(Records from a data source)
+ + +

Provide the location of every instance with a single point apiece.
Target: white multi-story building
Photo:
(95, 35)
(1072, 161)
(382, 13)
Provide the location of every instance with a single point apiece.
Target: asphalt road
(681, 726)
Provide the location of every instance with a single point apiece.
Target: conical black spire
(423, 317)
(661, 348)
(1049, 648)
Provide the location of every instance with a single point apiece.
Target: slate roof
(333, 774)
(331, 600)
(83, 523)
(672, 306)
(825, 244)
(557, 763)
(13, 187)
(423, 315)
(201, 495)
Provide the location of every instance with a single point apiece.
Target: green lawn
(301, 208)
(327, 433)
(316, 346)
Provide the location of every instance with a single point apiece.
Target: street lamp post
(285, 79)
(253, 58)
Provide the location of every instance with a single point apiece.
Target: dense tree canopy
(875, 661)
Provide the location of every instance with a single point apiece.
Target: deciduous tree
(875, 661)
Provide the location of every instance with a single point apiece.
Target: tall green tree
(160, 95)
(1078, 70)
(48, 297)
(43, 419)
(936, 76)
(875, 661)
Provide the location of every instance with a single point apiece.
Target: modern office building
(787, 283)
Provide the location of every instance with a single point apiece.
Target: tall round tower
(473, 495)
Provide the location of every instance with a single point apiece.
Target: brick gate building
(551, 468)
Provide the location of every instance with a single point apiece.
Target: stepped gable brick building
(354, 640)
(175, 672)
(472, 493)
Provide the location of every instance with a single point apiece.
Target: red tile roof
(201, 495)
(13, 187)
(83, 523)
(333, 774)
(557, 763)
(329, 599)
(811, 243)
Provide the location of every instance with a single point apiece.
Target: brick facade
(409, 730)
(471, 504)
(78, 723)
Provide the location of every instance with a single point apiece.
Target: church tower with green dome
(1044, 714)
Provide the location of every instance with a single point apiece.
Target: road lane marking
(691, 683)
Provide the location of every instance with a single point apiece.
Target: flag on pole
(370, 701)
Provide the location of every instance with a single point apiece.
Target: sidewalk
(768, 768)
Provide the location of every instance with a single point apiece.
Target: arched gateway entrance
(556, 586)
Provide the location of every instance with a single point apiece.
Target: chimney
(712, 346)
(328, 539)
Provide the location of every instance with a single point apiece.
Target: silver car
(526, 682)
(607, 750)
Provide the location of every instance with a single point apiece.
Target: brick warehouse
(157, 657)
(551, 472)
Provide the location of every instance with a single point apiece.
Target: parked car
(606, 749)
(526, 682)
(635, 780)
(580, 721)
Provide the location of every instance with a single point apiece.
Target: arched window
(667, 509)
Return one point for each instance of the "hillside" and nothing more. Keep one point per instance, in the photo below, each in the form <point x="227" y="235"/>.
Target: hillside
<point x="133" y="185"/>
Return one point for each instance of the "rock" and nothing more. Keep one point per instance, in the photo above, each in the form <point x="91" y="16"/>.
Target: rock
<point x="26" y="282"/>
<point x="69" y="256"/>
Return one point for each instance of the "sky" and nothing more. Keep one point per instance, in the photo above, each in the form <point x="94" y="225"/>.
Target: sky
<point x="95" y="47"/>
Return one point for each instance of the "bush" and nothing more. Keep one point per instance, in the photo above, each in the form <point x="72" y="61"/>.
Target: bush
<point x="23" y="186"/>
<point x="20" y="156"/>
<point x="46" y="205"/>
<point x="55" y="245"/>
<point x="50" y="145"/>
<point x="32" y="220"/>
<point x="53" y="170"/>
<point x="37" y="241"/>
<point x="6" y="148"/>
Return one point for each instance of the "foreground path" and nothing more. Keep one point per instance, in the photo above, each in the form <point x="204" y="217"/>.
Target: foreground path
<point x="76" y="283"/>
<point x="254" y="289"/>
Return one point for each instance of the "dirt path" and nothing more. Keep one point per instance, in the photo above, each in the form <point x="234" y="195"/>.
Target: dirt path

+ + +

= DIRECTION =
Copy all the entries verbatim.

= SOLUTION =
Provide the location of every instance with a single point apiece.
Target: white multi-story building
Photo:
(95, 35)
(1072, 161)
(382, 13)
Provide the location of every instance with a single point apiece.
Target: asphalt road
(681, 726)
Provide the location of every instance with a single point apiece.
Target: conical black spire
(423, 317)
(661, 348)
(1049, 648)
Provide the location of every instance with a single point apiece.
Target: slate roof
(333, 774)
(331, 600)
(83, 523)
(672, 306)
(825, 244)
(557, 763)
(13, 187)
(423, 315)
(201, 495)
Provide the location of every instance with a single point apiece.
Target: green lawn
(301, 208)
(327, 433)
(316, 346)
Provide the location of every instance with a single point apiece.
Target: street lamp post
(285, 79)
(253, 58)
Provide the location of every instance with a single point apiece.
Target: dense tree canopy
(875, 661)
Provide the location of every instance with a single point apiece.
Target: deciduous tree
(875, 661)
Provide the location of every instance with a single point apiece.
Target: tall green tree
(160, 95)
(1078, 70)
(48, 297)
(43, 419)
(936, 76)
(875, 661)
Provide the location of every instance with a single point apiece.
Target: modern office building
(787, 283)
Provide the location of every instance with a single point apiece.
Target: tall round tower
(473, 495)
Provide the location of every instance with a single point apiece.
Target: brick gate building
(551, 468)
Provide the location of every instance with a single point apiece.
Target: stepped gable brick building
(354, 640)
(175, 672)
(472, 493)
Provide the location of every instance with a single point apiece.
Target: red tile roof
(201, 495)
(13, 187)
(83, 523)
(333, 774)
(557, 763)
(329, 599)
(811, 243)
Provide the location of every instance with a single point apiece.
Target: brick facade
(409, 730)
(471, 504)
(78, 723)
Provide the location of every instance with a single point apiece.
Target: church tower with green dome
(1044, 714)
Provide the location of every instance with a single point apiece.
Target: road lane marking
(691, 683)
Provide the location of every instance with a single point apiece.
Target: flag on pole
(370, 701)
Provide the location of every instance with a single point apiece.
Target: sidewalk
(768, 768)
Provide the location of every instance with a single point apiece.
Target: arched gateway entrance
(556, 586)
Provide the location of every instance with a single point apiece.
Target: chimney
(712, 346)
(328, 539)
Provide the location of every instance with a single point apiece.
Target: silver car
(526, 682)
(607, 750)
Provide the location of every instance with a single point apiece.
Target: brick warehouse
(157, 657)
(551, 472)
Provide the location of every instance with a single point apiece.
Target: parked car
(606, 749)
(526, 682)
(635, 780)
(580, 721)
Provide the location of every instance with a single point apiece.
Target: arched window
(667, 509)
Return one point for each instance of the "hillside" and nothing more. Keep one point per instance, in the photo below, each in the form <point x="227" y="235"/>.
Target: hillside
<point x="133" y="185"/>
Return one point for each instance of the "rock" and nothing more. Keep one point per instance, in the photo above, each in the form <point x="91" y="16"/>.
Target: rock
<point x="26" y="282"/>
<point x="69" y="256"/>
Return one point for each instance of the "sky" and nothing more. Keep one point per instance, in the photo above, each in the form <point x="94" y="225"/>.
Target: sky
<point x="95" y="47"/>
Return one point for each instance of the "bush" and nothing more. Keep one point per instance, in the photo above, each in the form <point x="72" y="61"/>.
Target: bush
<point x="23" y="186"/>
<point x="20" y="156"/>
<point x="46" y="205"/>
<point x="55" y="245"/>
<point x="50" y="145"/>
<point x="32" y="220"/>
<point x="53" y="170"/>
<point x="37" y="241"/>
<point x="6" y="148"/>
Return one point for each instance of the "foreground path" and nothing more. Keep one point per instance, in the photo above, each in the form <point x="204" y="217"/>.
Target: foreground path
<point x="76" y="283"/>
<point x="254" y="289"/>
Return one point for each instance of the "dirt path" and nothing more. Keep one point per instance, in the photo above, each in the form <point x="234" y="195"/>.
Target: dirt path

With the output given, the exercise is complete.